Work to complete:
Records follow. Pull out every line that contains "loose".

Dataset entries:
-.-.-

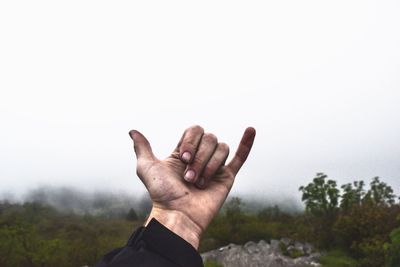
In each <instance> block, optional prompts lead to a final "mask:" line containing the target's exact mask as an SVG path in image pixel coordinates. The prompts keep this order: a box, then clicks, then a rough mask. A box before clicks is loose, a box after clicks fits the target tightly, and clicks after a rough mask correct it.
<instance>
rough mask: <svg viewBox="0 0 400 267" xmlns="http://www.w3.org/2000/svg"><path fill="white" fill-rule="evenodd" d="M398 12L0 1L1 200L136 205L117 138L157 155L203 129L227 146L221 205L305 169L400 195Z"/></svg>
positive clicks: (355, 7) (313, 172)
mask: <svg viewBox="0 0 400 267" xmlns="http://www.w3.org/2000/svg"><path fill="white" fill-rule="evenodd" d="M399 14H400V2H399V1H366V0H361V1H349V0H345V1H341V0H339V1H337V0H335V1H321V0H315V1H297V0H295V1H286V0H283V1H281V0H280V1H99V0H96V1H82V0H79V1H76V0H68V1H53V0H51V1H18V0H15V1H1V2H0V125H1V126H0V127H1V131H0V192H4V191H9V192H23V191H25V190H26V189H29V188H33V187H36V186H40V185H53V186H61V185H71V186H74V187H79V188H83V189H85V190H116V191H118V190H123V191H128V192H134V193H138V192H144V187H143V186H142V185H141V184H140V182H139V180H138V179H137V178H136V175H135V171H134V166H135V160H134V154H133V150H132V143H131V140H130V138H129V136H128V131H129V130H130V129H138V130H141V131H142V132H143V133H144V134H145V135H146V136H148V138H149V139H150V141H151V142H152V144H153V149H154V150H155V152H156V153H157V154H158V155H159V156H160V157H165V156H166V155H167V154H168V153H170V151H172V149H173V148H174V147H175V145H176V143H177V142H178V140H179V138H180V136H181V133H182V131H183V130H184V129H185V128H186V127H188V126H190V125H193V124H200V125H202V126H203V127H204V128H205V129H206V130H207V131H210V132H213V133H215V134H216V135H217V136H219V137H220V140H222V141H225V142H227V143H228V144H231V147H232V150H234V147H235V146H236V145H237V143H238V141H239V139H240V136H241V134H242V131H243V130H244V128H245V127H246V126H254V127H255V128H256V129H257V131H258V132H257V134H258V135H257V140H256V142H255V145H254V150H253V152H252V155H251V156H250V158H249V160H248V163H247V164H246V165H245V167H244V168H243V170H242V172H241V173H240V174H239V176H238V179H237V182H236V184H235V186H234V189H233V191H234V193H251V194H256V195H260V196H261V195H262V196H282V195H283V194H285V195H293V196H295V197H296V198H298V195H299V193H298V192H297V188H298V187H299V186H300V185H302V184H304V183H306V182H308V181H310V180H311V179H312V178H313V177H314V174H315V173H316V172H325V173H327V174H329V175H330V177H331V178H334V179H336V180H339V182H340V183H344V182H348V181H352V180H354V179H364V180H366V181H367V182H369V181H370V179H371V178H372V177H373V176H381V177H382V179H383V180H384V181H386V182H388V183H389V184H390V185H392V186H393V187H394V188H396V191H397V193H400V192H399V190H398V189H399V188H400V179H399V178H400V164H399V163H400V140H399V136H400V105H399V102H400V75H399V74H400V16H399Z"/></svg>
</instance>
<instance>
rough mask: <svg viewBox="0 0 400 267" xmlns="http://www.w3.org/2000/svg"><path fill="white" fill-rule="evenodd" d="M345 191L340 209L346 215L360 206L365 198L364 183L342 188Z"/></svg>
mask: <svg viewBox="0 0 400 267" xmlns="http://www.w3.org/2000/svg"><path fill="white" fill-rule="evenodd" d="M341 188H342V190H343V194H342V199H341V201H340V208H341V210H342V211H344V212H345V213H347V212H349V211H350V210H351V209H352V208H353V207H354V206H360V205H361V202H362V199H363V198H364V196H365V191H364V181H354V182H353V183H352V184H351V183H348V184H344V185H342V186H341Z"/></svg>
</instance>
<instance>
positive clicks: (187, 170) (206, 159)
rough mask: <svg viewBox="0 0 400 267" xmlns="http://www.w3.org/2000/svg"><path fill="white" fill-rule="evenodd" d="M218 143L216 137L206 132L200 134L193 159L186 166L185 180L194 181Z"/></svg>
mask: <svg viewBox="0 0 400 267" xmlns="http://www.w3.org/2000/svg"><path fill="white" fill-rule="evenodd" d="M217 144H218V140H217V137H216V136H215V135H213V134H209V133H206V134H204V135H203V136H202V138H201V141H200V144H199V147H198V149H197V151H196V154H195V155H194V157H193V161H192V162H191V163H190V164H189V165H188V166H187V169H186V172H185V176H184V178H185V180H186V181H188V182H191V183H195V182H196V181H197V179H198V177H200V176H201V175H202V172H203V169H204V167H205V166H206V165H207V163H208V161H209V160H210V158H211V156H212V154H213V153H214V151H215V149H216V147H217Z"/></svg>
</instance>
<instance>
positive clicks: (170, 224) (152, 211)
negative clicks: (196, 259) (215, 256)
mask: <svg viewBox="0 0 400 267" xmlns="http://www.w3.org/2000/svg"><path fill="white" fill-rule="evenodd" d="M152 218H154V219H156V220H157V221H158V222H160V223H161V224H163V225H164V226H165V227H167V228H168V229H169V230H171V231H172V232H174V233H175V234H177V235H178V236H180V237H181V238H183V239H184V240H185V241H187V242H188V243H190V244H191V245H192V246H193V247H194V248H195V249H196V250H197V249H198V247H199V243H200V237H201V234H202V229H201V228H200V226H198V225H197V224H196V223H195V222H193V221H192V220H191V219H190V218H189V217H188V216H187V215H186V214H184V213H182V212H180V211H177V210H165V209H161V208H156V207H153V208H152V209H151V212H150V215H149V217H148V219H147V221H146V223H145V226H147V224H148V223H149V222H150V220H151V219H152Z"/></svg>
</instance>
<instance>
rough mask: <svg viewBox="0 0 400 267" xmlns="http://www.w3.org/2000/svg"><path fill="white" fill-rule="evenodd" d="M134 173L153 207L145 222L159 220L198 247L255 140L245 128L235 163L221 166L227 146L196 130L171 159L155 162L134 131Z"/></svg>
mask: <svg viewBox="0 0 400 267" xmlns="http://www.w3.org/2000/svg"><path fill="white" fill-rule="evenodd" d="M129 134H130V136H131V137H132V139H133V141H134V148H135V153H136V157H137V174H138V176H139V178H140V179H141V180H142V182H143V183H144V185H145V186H146V188H147V190H148V192H149V194H150V197H151V200H152V203H153V207H152V210H151V213H150V216H149V219H148V221H147V222H146V225H147V223H148V222H149V221H150V220H151V219H152V218H155V219H157V220H158V221H159V222H160V223H162V224H163V225H164V226H166V227H167V228H169V229H170V230H171V231H173V232H174V233H176V234H177V235H179V236H180V237H182V238H183V239H185V240H186V241H188V242H189V243H190V244H191V245H192V246H193V247H194V248H196V249H197V248H198V245H199V241H200V237H201V234H202V233H203V232H204V230H205V229H206V228H207V226H208V225H209V223H210V222H211V220H212V219H213V218H214V216H215V215H217V213H218V211H219V209H220V208H221V206H222V204H223V203H224V201H225V199H226V198H227V196H228V193H229V191H230V189H231V187H232V185H233V182H234V179H235V176H236V174H237V173H238V171H239V169H240V168H241V167H242V165H243V163H244V162H245V161H246V159H247V156H248V155H249V153H250V150H251V147H252V145H253V141H254V138H255V134H256V132H255V129H254V128H251V127H249V128H247V129H246V130H245V132H244V134H243V137H242V140H241V141H240V144H239V147H238V149H237V151H236V154H235V156H234V157H233V159H232V160H231V161H230V162H229V163H228V164H226V165H225V161H226V159H227V158H228V154H229V147H228V145H226V144H225V143H219V142H218V140H217V137H216V136H215V135H213V134H209V133H204V130H203V128H201V127H200V126H192V127H190V128H188V129H187V130H186V131H185V132H184V134H183V136H182V138H181V140H180V142H179V144H178V146H177V147H176V148H175V150H174V151H173V152H172V154H171V155H170V156H169V157H167V158H166V159H164V160H160V159H158V158H156V157H155V156H154V154H153V152H152V149H151V146H150V143H149V141H148V140H147V139H146V138H145V137H144V135H143V134H141V133H140V132H138V131H136V130H132V131H130V132H129Z"/></svg>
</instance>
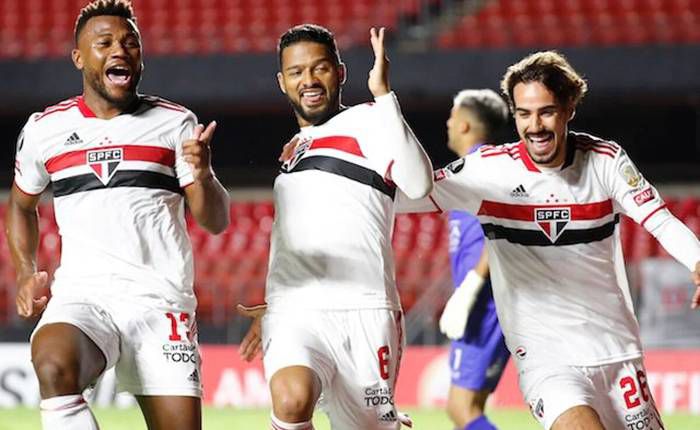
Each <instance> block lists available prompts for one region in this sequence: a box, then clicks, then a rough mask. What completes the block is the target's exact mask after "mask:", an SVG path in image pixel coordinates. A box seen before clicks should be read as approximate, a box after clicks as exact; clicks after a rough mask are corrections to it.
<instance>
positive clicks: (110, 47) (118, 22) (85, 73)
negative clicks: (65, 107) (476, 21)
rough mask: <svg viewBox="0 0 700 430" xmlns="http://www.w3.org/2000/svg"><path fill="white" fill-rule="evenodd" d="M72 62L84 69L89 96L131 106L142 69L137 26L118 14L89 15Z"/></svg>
mask: <svg viewBox="0 0 700 430" xmlns="http://www.w3.org/2000/svg"><path fill="white" fill-rule="evenodd" d="M73 63H74V64H75V67H76V68H78V70H81V71H82V72H83V86H84V91H85V94H86V96H88V95H89V96H97V97H98V98H100V99H102V100H104V101H106V102H107V103H109V104H111V105H113V106H115V107H120V108H124V107H127V106H129V104H130V103H131V102H133V100H134V99H135V98H136V89H137V87H138V84H139V81H140V80H141V71H142V70H143V63H142V60H141V36H140V34H139V32H138V29H137V28H136V25H135V24H134V22H133V21H131V20H129V19H126V18H122V17H118V16H111V15H100V16H95V17H92V18H90V19H89V20H88V21H87V23H86V24H85V27H83V29H82V31H81V32H80V35H79V37H78V46H77V48H76V49H74V50H73Z"/></svg>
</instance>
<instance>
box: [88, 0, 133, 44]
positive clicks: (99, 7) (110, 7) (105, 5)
mask: <svg viewBox="0 0 700 430" xmlns="http://www.w3.org/2000/svg"><path fill="white" fill-rule="evenodd" d="M104 15H108V16H120V17H122V18H126V19H130V20H132V21H134V23H136V15H134V7H133V6H132V5H131V0H94V1H92V2H90V3H89V4H88V5H87V6H85V7H84V8H82V9H81V10H80V14H79V15H78V19H77V20H76V21H75V30H74V36H75V44H76V45H77V44H78V37H79V36H80V32H81V31H82V30H83V27H85V24H86V23H87V22H88V20H90V18H92V17H95V16H104Z"/></svg>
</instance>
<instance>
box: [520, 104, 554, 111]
mask: <svg viewBox="0 0 700 430" xmlns="http://www.w3.org/2000/svg"><path fill="white" fill-rule="evenodd" d="M549 109H555V110H556V109H558V107H557V105H547V106H542V107H541V108H537V109H525V108H523V107H516V108H515V110H516V111H518V112H532V111H543V110H549Z"/></svg>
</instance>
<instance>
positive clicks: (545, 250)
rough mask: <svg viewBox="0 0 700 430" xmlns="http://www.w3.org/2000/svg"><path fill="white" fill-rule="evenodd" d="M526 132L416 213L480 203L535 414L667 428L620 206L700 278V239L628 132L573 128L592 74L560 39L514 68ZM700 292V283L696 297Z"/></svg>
mask: <svg viewBox="0 0 700 430" xmlns="http://www.w3.org/2000/svg"><path fill="white" fill-rule="evenodd" d="M502 89H503V92H504V93H505V95H506V96H507V98H508V101H509V103H510V107H511V109H512V112H513V114H514V116H515V124H516V128H517V131H518V134H519V136H520V139H521V140H520V141H519V142H516V143H511V144H506V145H503V146H483V147H481V148H480V149H479V150H478V151H476V152H474V153H472V154H470V155H467V156H466V157H463V158H461V159H459V160H457V161H455V162H453V163H452V164H450V165H449V166H448V167H446V168H445V169H442V170H439V171H438V172H436V177H437V181H436V183H435V188H434V191H433V193H431V195H430V198H425V199H421V200H418V201H411V200H408V199H406V198H405V197H404V196H399V200H398V203H399V206H400V211H402V212H414V211H430V210H454V209H461V210H467V211H469V212H470V213H472V214H475V215H476V216H477V217H478V218H479V220H480V221H481V224H482V227H483V229H484V232H485V234H486V237H487V238H488V239H489V240H488V242H487V250H488V256H489V264H490V269H491V276H492V279H493V293H494V299H495V301H496V308H497V312H498V319H499V321H500V323H501V327H502V329H503V333H504V335H505V339H506V343H507V345H508V348H509V350H510V351H511V352H512V354H513V355H514V357H515V358H514V359H515V363H516V365H517V368H518V371H519V375H520V389H521V391H522V393H523V395H524V396H525V399H526V401H527V403H528V404H529V405H530V408H531V411H532V414H533V415H534V417H535V418H536V419H537V421H538V422H539V423H540V424H541V425H542V426H543V427H544V428H546V429H555V430H563V429H566V430H571V429H586V430H599V429H626V428H635V429H654V430H656V429H662V428H663V424H662V423H661V418H660V416H659V413H658V411H657V409H656V407H655V404H654V400H653V398H652V396H651V392H650V390H649V386H648V384H647V377H646V373H645V370H644V365H643V363H642V346H641V342H640V339H639V327H638V324H637V320H636V318H635V316H634V313H633V309H632V303H631V300H630V294H629V287H628V285H627V279H626V276H625V270H624V262H623V258H622V252H621V246H620V239H619V231H618V226H619V219H620V214H626V215H628V216H630V217H631V218H633V219H634V220H635V221H637V222H638V223H640V224H641V225H642V226H644V227H645V228H646V229H647V230H648V231H649V232H650V233H651V234H653V235H654V236H655V237H656V238H657V239H658V240H659V242H660V243H661V244H662V245H663V246H664V248H665V249H666V250H667V251H668V252H669V253H670V254H671V255H672V256H674V257H675V258H676V259H677V260H678V261H680V262H681V263H683V264H684V265H685V266H686V267H687V268H688V269H689V270H690V271H692V274H693V281H694V283H695V285H697V286H700V274H699V273H698V272H699V271H700V243H699V242H698V240H697V238H696V237H695V235H694V234H693V233H692V232H691V231H690V230H689V229H688V228H687V227H686V226H684V225H683V224H682V223H681V222H680V221H679V220H678V219H677V218H675V217H674V216H673V215H672V214H671V213H670V212H669V211H668V209H667V208H666V207H665V205H664V202H663V200H662V199H661V197H660V196H659V193H658V192H657V190H656V189H655V188H654V187H653V186H652V185H651V184H650V183H649V182H647V180H646V179H645V178H644V177H643V176H642V175H641V174H640V173H639V171H638V170H637V168H636V167H635V165H634V164H633V163H632V161H631V160H630V158H629V157H628V156H627V153H626V152H625V151H624V149H623V148H622V147H621V146H620V145H618V144H617V143H614V142H610V141H607V140H604V139H600V138H597V137H594V136H591V135H588V134H584V133H578V132H572V131H569V130H568V124H569V121H571V119H572V118H573V116H574V112H575V109H576V107H577V106H578V104H579V102H580V101H581V99H582V97H583V96H584V94H585V93H586V90H587V84H586V82H585V81H584V80H583V79H582V78H581V77H580V76H579V74H578V73H577V72H576V71H575V70H574V69H573V68H572V67H571V65H570V64H569V63H568V62H567V61H566V59H565V58H564V57H563V56H561V55H560V54H558V53H556V52H552V51H548V52H538V53H535V54H532V55H530V56H528V57H526V58H524V59H523V60H521V61H520V62H518V63H517V64H514V65H512V66H511V67H509V68H508V71H507V72H506V74H505V76H504V78H503V81H502ZM698 304H700V288H698V289H697V291H696V293H695V295H694V297H693V299H692V306H693V307H697V306H698Z"/></svg>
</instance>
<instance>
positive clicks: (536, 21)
mask: <svg viewBox="0 0 700 430" xmlns="http://www.w3.org/2000/svg"><path fill="white" fill-rule="evenodd" d="M699 41H700V1H698V0H497V1H491V2H489V3H488V4H487V5H486V7H484V8H482V9H480V10H479V11H478V12H477V13H475V14H473V15H469V16H465V17H463V18H462V20H461V22H460V23H459V24H458V25H456V26H455V27H454V28H453V29H452V30H450V31H447V32H444V33H443V34H441V35H440V36H439V39H438V45H439V46H440V47H442V48H506V47H513V46H520V47H552V46H557V47H572V46H611V45H616V46H629V45H650V44H652V45H653V44H692V43H697V42H699Z"/></svg>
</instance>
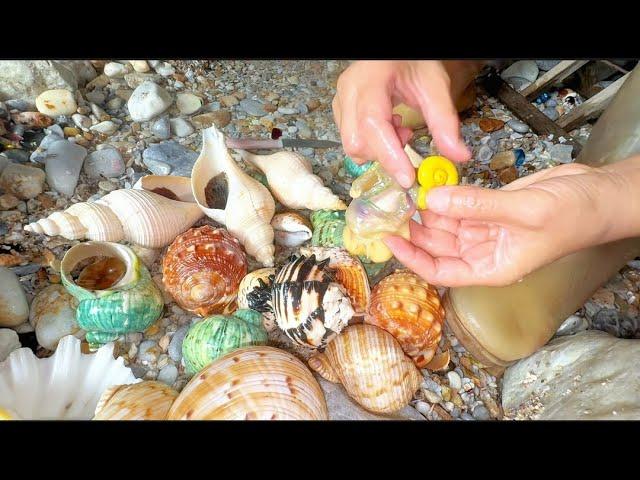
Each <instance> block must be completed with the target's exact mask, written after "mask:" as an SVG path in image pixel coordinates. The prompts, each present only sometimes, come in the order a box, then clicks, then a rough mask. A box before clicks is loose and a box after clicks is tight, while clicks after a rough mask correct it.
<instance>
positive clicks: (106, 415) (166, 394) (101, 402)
mask: <svg viewBox="0 0 640 480" xmlns="http://www.w3.org/2000/svg"><path fill="white" fill-rule="evenodd" d="M177 396H178V392H176V391H175V390H174V389H172V388H170V387H168V386H167V385H165V384H164V383H161V382H154V381H147V382H140V383H133V384H130V385H118V386H115V387H111V388H108V389H107V390H105V391H104V393H103V394H102V396H101V397H100V400H99V401H98V405H97V406H96V414H95V416H94V417H93V419H94V420H164V419H165V418H166V416H167V412H168V411H169V408H171V404H172V403H173V402H174V400H175V399H176V397H177Z"/></svg>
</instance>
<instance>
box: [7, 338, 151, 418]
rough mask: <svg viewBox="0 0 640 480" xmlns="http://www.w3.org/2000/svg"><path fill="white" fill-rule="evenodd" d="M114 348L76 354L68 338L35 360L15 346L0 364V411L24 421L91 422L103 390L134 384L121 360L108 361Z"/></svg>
mask: <svg viewBox="0 0 640 480" xmlns="http://www.w3.org/2000/svg"><path fill="white" fill-rule="evenodd" d="M113 349H114V345H113V344H109V345H105V346H103V347H101V348H100V349H99V350H98V351H97V352H96V353H94V354H84V353H82V351H81V347H80V340H78V339H77V338H75V337H73V336H71V335H69V336H67V337H64V338H63V339H62V340H60V343H59V344H58V348H57V349H56V351H55V353H54V354H53V355H52V356H50V357H47V358H38V357H36V356H35V354H34V353H33V352H32V351H31V349H29V348H20V349H18V350H15V351H13V352H12V353H11V355H9V358H7V359H6V360H5V361H4V362H2V363H0V411H1V410H3V409H4V410H5V411H8V412H10V413H11V416H12V417H13V418H16V419H24V420H55V419H67V420H90V419H91V418H92V417H93V413H94V411H95V409H96V405H97V404H98V399H99V398H100V396H101V395H102V392H104V391H105V390H106V389H107V388H109V387H111V386H113V385H123V384H130V383H136V382H139V380H138V379H136V378H135V376H134V375H133V373H132V372H131V370H130V369H129V368H128V367H125V366H124V359H123V358H122V357H119V358H117V359H114V358H113Z"/></svg>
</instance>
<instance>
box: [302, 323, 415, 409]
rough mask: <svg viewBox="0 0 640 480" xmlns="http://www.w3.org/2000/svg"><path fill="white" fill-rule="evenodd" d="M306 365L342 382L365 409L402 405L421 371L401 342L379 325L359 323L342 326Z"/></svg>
mask: <svg viewBox="0 0 640 480" xmlns="http://www.w3.org/2000/svg"><path fill="white" fill-rule="evenodd" d="M309 367H311V369H312V370H315V371H316V372H318V373H319V374H320V375H322V376H323V377H324V378H325V379H327V380H328V381H330V382H334V383H342V385H343V386H344V388H345V389H346V391H347V393H348V394H349V395H350V396H351V398H353V399H354V400H355V401H357V402H358V403H359V404H360V405H362V406H363V407H364V408H366V409H367V410H370V411H372V412H375V413H392V412H395V411H397V410H400V409H401V408H403V407H405V406H406V405H407V404H408V403H409V401H411V398H413V394H414V393H415V392H416V391H417V390H418V388H420V384H421V382H422V375H421V374H420V371H419V370H418V369H417V368H416V366H415V365H414V364H413V362H412V361H411V360H410V359H409V357H407V356H406V355H405V354H404V352H403V351H402V348H401V347H400V344H399V343H398V342H397V341H396V340H395V339H394V338H393V337H392V336H391V334H389V333H387V332H385V331H384V330H382V329H381V328H378V327H374V326H373V325H368V324H366V323H360V324H356V325H351V326H349V327H347V328H345V329H344V331H343V332H342V334H340V335H338V337H337V338H336V339H335V340H334V341H333V342H331V343H330V344H329V345H328V346H327V349H326V350H325V352H324V353H320V354H317V355H315V356H313V357H311V358H310V359H309Z"/></svg>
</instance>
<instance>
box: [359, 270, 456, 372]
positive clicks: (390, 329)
mask: <svg viewBox="0 0 640 480" xmlns="http://www.w3.org/2000/svg"><path fill="white" fill-rule="evenodd" d="M443 321H444V308H443V307H442V304H441V302H440V297H439V296H438V291H437V290H436V289H435V288H434V287H433V286H431V285H429V284H428V283H427V282H425V281H424V280H422V279H421V278H420V277H419V276H417V275H416V274H415V273H412V272H408V271H399V272H395V273H393V274H391V275H389V276H388V277H385V278H384V279H382V281H381V282H380V283H378V285H376V286H375V288H374V289H373V293H372V296H371V307H370V308H369V315H368V316H367V318H366V319H365V322H367V323H371V324H372V325H376V326H378V327H380V328H383V329H385V330H386V331H387V332H389V333H390V334H391V335H393V336H394V337H395V339H396V340H398V342H400V345H401V346H402V349H403V350H404V352H405V353H406V354H407V355H409V356H410V357H411V358H412V359H413V361H414V362H415V364H416V365H417V366H418V367H419V368H424V367H425V366H426V365H427V364H428V363H429V362H430V361H431V359H432V358H433V356H434V355H435V353H436V349H437V348H438V342H439V341H440V337H441V335H442V323H443Z"/></svg>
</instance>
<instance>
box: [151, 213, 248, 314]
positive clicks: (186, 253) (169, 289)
mask: <svg viewBox="0 0 640 480" xmlns="http://www.w3.org/2000/svg"><path fill="white" fill-rule="evenodd" d="M246 274H247V258H246V256H245V254H244V252H243V250H242V246H241V245H240V242H239V241H238V240H237V239H236V238H235V237H233V236H232V235H231V234H230V233H229V232H227V231H226V230H225V229H222V228H217V229H214V228H213V227H211V226H210V225H205V226H204V227H199V228H192V229H190V230H188V231H187V232H185V233H183V234H182V235H179V236H178V237H177V238H176V239H175V241H174V242H173V243H172V244H171V245H170V246H169V248H168V249H167V253H166V254H165V256H164V259H163V262H162V282H163V284H164V287H165V289H166V290H167V292H168V293H169V294H170V295H171V296H172V297H173V298H174V299H175V301H176V303H177V304H178V305H180V306H181V307H182V308H184V309H185V310H187V311H189V312H193V313H196V314H198V315H200V316H207V315H211V314H213V313H222V312H223V311H225V309H226V308H227V307H228V306H229V305H231V304H232V303H233V301H234V300H235V299H236V295H237V293H238V287H239V285H240V281H241V280H242V278H243V277H244V276H245V275H246Z"/></svg>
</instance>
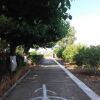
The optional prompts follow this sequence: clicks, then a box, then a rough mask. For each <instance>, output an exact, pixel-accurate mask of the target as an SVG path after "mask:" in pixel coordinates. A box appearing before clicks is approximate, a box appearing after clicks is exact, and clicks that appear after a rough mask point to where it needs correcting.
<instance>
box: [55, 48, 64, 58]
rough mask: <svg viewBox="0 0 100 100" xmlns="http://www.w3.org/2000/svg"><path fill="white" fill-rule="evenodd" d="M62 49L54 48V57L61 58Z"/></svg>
mask: <svg viewBox="0 0 100 100" xmlns="http://www.w3.org/2000/svg"><path fill="white" fill-rule="evenodd" d="M63 50H64V48H55V49H54V53H55V54H56V56H57V57H58V58H62V52H63Z"/></svg>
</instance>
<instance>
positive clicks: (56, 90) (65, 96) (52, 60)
mask: <svg viewBox="0 0 100 100" xmlns="http://www.w3.org/2000/svg"><path fill="white" fill-rule="evenodd" d="M4 100H90V98H89V97H88V96H87V95H86V94H85V93H84V92H83V91H82V90H81V89H80V88H79V87H78V86H77V85H76V84H75V83H74V82H73V81H72V80H71V79H70V78H69V76H67V75H66V74H65V72H64V71H63V70H62V69H61V68H60V67H59V65H57V64H56V63H55V62H54V61H53V60H51V59H43V61H42V63H41V67H39V68H37V69H35V70H34V69H32V70H31V71H30V73H29V74H28V75H27V76H26V77H25V78H24V79H23V80H22V81H21V82H20V83H19V84H18V85H17V86H16V88H15V89H14V90H13V91H12V92H11V93H10V94H9V95H8V96H7V97H6V98H5V99H4Z"/></svg>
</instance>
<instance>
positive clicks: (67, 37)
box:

-.-.-

Solution for this task:
In each <instance> block, optional prompts lead to a final "mask:" line containing the target's exact mask as an SVG path in image pixel coordinates. The prompts keep this order: a box, then clicks, then a rough mask. A box before clicks is loose, a box after clicks fits the target tightly, and clicks after a rough mask correct it.
Each <instance> block must be completed with the target's exact mask, written after "mask:" as an SVG path in image pixel coordinates. The prompts, each present only sometimes, come in the order a box, then clicks, then a rough mask. A box before clicks is loose and a box after clicks is tight, while clicks after a rough mask correct it.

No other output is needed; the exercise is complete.